▸ **Task description**
Give only the lines from the one containing "Target: honeycomb pattern glass door" through the end of the material below, exactly as written.

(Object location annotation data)
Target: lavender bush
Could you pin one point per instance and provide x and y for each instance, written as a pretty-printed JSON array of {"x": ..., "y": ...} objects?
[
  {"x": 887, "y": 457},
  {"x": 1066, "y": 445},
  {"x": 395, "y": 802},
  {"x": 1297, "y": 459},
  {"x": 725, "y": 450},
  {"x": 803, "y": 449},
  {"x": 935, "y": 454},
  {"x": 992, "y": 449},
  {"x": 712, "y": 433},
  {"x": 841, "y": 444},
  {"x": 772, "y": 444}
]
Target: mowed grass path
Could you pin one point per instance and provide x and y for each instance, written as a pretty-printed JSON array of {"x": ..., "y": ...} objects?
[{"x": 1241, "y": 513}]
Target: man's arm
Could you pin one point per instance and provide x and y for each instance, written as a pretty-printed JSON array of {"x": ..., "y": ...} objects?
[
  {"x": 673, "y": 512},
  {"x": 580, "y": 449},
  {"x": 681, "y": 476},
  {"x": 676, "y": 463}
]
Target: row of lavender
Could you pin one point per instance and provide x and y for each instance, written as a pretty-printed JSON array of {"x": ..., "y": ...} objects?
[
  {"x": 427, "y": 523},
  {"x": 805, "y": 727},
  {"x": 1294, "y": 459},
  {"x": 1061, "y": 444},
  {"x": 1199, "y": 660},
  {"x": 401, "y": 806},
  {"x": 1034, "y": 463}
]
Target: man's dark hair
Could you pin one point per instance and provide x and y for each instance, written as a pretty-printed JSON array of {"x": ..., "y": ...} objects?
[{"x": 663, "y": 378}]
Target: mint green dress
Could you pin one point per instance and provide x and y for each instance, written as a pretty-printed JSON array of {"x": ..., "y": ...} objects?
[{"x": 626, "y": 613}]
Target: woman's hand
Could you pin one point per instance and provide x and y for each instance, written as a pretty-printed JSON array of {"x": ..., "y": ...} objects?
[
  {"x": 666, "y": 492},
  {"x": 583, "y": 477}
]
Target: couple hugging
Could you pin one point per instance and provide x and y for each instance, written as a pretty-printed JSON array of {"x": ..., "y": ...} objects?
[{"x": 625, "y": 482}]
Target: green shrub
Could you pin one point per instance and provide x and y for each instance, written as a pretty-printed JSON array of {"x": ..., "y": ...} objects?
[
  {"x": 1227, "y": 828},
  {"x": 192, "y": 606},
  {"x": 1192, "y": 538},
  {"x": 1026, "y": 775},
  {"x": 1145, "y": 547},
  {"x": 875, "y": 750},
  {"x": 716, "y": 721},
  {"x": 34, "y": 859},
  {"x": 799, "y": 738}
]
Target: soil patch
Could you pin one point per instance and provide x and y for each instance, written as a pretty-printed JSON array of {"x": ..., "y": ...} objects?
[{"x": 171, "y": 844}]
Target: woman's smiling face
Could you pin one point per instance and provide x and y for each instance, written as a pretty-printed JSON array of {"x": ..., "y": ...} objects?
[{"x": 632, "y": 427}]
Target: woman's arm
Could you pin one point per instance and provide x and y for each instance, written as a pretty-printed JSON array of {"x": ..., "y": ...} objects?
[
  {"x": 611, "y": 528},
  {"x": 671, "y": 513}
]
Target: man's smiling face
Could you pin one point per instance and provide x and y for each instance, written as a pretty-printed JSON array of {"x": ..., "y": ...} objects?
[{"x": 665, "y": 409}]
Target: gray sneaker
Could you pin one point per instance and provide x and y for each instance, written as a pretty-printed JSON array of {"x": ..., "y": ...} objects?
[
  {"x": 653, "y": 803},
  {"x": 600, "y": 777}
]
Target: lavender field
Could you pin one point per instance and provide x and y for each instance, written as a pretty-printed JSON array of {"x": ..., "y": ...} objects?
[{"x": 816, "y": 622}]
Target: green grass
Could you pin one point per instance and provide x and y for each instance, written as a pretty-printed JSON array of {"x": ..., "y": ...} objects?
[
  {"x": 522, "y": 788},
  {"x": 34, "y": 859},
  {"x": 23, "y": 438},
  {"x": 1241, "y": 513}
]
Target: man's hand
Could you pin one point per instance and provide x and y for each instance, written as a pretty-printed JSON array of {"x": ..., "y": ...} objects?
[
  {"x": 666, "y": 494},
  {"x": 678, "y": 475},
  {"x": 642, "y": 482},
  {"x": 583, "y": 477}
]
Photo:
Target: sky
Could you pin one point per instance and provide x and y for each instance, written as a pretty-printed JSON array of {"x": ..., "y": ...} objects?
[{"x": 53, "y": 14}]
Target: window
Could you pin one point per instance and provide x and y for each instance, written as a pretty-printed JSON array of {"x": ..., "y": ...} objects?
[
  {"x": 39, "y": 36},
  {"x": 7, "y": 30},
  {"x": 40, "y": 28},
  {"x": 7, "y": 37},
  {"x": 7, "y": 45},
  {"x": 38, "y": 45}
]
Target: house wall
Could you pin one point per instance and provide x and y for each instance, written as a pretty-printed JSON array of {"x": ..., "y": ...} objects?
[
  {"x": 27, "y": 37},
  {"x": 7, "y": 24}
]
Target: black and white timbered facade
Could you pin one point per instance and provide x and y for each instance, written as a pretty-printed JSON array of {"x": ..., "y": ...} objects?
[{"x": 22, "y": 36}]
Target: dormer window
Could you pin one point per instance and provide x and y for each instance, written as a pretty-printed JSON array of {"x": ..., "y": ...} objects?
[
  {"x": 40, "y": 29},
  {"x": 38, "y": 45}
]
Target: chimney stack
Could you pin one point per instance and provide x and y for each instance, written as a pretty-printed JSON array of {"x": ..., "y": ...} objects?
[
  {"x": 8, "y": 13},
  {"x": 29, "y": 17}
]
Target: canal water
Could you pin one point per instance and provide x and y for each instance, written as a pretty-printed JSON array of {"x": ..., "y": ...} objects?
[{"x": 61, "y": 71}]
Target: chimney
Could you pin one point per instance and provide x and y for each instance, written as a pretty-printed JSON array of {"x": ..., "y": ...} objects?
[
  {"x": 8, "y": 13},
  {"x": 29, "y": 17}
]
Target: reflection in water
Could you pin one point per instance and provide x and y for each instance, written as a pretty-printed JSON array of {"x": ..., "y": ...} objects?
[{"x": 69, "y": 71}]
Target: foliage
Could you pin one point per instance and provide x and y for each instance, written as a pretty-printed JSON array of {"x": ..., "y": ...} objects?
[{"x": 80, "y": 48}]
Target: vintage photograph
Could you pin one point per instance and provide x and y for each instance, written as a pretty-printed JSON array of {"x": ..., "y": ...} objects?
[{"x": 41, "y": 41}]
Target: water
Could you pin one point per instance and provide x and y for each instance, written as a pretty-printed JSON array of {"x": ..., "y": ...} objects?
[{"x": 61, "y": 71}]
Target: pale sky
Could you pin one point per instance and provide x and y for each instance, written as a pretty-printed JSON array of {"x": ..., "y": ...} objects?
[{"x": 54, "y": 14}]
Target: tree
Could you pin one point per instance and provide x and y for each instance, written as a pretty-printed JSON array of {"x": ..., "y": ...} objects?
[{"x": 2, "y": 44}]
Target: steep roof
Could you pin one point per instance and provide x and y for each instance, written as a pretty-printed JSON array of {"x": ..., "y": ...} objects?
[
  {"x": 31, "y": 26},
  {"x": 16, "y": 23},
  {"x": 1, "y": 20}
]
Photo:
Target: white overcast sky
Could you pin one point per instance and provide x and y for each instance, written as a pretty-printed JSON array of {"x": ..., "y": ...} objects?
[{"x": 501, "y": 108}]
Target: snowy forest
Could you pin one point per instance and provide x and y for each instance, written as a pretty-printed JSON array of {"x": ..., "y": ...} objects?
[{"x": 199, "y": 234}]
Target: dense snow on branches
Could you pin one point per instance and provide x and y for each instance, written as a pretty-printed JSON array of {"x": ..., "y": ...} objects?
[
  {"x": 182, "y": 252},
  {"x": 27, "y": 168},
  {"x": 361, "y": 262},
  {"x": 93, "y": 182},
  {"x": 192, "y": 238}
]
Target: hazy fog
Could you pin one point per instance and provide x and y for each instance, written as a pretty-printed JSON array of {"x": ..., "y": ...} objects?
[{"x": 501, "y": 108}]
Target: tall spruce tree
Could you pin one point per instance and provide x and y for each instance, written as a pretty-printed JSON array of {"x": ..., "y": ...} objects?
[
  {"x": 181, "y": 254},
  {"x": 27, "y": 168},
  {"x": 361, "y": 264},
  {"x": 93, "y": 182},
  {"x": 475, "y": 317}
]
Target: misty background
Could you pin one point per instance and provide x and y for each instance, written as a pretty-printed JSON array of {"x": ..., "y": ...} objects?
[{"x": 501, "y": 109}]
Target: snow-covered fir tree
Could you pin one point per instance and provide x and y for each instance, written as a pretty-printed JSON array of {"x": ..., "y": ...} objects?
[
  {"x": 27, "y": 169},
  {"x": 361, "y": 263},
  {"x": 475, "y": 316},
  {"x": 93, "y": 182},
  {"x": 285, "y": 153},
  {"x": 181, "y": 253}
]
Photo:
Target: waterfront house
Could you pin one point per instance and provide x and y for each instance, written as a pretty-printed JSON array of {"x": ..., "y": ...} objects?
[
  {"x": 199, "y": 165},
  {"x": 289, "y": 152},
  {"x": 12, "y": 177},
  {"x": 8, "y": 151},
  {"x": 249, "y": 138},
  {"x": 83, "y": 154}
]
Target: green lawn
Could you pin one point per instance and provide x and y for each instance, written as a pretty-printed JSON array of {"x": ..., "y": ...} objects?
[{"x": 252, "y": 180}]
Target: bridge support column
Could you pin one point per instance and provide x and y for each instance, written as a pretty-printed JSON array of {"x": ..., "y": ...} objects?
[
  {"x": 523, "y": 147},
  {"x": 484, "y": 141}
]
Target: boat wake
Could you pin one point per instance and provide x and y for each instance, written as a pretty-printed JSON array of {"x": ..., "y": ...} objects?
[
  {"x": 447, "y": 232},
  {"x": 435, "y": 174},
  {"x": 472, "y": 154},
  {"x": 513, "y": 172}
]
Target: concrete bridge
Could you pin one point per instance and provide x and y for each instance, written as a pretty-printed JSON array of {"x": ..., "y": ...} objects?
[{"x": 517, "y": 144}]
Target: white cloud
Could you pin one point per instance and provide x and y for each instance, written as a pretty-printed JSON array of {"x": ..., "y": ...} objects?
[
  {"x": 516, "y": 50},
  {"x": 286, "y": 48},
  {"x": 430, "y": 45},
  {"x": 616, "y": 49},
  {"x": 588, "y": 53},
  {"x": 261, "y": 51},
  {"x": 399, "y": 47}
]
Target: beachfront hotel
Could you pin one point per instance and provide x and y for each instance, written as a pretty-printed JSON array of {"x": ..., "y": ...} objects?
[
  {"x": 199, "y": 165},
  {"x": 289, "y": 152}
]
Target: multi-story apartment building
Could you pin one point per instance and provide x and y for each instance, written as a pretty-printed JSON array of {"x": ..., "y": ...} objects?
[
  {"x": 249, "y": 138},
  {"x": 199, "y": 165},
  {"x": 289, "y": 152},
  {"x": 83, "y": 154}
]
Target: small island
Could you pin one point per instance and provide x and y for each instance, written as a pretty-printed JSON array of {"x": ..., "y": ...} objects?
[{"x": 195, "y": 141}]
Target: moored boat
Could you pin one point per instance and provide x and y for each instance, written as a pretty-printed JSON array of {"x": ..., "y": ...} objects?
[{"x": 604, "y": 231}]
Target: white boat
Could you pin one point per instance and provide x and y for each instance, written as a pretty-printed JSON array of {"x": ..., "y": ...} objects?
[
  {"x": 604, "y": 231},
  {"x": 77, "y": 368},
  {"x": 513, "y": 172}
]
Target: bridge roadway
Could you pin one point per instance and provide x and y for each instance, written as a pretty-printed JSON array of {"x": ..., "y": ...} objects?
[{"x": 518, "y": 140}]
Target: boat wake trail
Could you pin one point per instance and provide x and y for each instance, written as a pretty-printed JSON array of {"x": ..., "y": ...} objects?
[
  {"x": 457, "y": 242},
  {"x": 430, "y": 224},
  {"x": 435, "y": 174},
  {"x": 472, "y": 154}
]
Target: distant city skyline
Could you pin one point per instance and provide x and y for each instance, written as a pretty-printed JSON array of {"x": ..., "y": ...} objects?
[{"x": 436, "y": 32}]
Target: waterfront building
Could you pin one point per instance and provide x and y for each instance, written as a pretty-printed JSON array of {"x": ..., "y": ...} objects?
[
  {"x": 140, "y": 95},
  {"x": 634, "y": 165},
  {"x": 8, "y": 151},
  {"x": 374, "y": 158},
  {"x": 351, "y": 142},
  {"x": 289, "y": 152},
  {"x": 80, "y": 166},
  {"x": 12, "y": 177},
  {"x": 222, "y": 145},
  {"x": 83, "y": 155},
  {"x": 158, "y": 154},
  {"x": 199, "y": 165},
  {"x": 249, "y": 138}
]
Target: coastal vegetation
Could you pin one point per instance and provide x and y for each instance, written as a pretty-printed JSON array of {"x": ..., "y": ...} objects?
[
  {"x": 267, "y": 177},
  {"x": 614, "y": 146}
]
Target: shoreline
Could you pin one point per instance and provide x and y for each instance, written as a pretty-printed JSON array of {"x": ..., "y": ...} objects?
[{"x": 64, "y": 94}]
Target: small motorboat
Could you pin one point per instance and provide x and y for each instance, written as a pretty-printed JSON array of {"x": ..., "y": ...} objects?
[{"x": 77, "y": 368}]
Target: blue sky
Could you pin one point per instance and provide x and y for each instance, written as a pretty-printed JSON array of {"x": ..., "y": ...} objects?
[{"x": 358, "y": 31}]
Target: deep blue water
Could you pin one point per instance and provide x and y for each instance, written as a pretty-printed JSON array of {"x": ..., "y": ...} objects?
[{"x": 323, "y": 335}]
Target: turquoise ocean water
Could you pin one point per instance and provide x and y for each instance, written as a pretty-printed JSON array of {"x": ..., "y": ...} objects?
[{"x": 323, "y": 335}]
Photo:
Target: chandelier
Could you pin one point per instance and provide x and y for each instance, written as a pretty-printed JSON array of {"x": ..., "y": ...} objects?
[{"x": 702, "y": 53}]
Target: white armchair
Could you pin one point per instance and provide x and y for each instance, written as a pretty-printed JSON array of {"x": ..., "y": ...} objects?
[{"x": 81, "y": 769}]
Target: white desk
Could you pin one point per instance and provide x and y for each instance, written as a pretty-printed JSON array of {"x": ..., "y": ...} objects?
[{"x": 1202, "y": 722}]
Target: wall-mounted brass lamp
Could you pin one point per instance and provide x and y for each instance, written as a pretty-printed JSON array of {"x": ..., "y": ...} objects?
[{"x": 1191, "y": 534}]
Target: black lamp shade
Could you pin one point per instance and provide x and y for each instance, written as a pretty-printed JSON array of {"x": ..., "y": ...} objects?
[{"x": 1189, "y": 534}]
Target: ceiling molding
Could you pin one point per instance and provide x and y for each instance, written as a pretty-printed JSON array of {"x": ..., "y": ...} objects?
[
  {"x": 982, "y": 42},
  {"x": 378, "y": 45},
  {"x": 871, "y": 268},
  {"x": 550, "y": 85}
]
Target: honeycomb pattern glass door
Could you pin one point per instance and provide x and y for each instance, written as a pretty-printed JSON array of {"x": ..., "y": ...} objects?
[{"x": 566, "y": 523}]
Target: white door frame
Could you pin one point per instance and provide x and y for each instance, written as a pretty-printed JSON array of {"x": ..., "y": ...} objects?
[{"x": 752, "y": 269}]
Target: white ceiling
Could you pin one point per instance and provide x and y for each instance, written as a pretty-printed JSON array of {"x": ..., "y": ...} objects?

▸ **Exercise output**
Target: honeycomb pattern glass door
Could you pin one point per instance and provide x and y for each instance, written as a pretty-printed JSON array of {"x": ..., "y": ...} objects?
[{"x": 566, "y": 523}]
Target: white door frame
Could you pin one point per instance and provide x and y for each instance, written as a pretty-printed JSON array of {"x": ..., "y": ...} objects?
[{"x": 752, "y": 269}]
Target: white ceiling
Could you pin one point per instance and provide x and y for each instance, written as a pretty-printed JSON array of {"x": ..., "y": ...} objects?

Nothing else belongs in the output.